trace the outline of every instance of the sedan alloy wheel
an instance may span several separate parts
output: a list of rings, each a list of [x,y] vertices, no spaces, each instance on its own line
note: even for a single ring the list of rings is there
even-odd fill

◆ WHAT NEEDS TO BE DONE ◆
Transcribe all entries exactly as they are given.

◆ RESPONSE BOX ◆
trace the outline of every instance of the sedan alloy wheel
an instance may span several separate parts
output: a list of rings, each a list of [x,y] vertices, no spaces, each instance on its own line
note: even for a single ring the list of rings is there
even-odd fill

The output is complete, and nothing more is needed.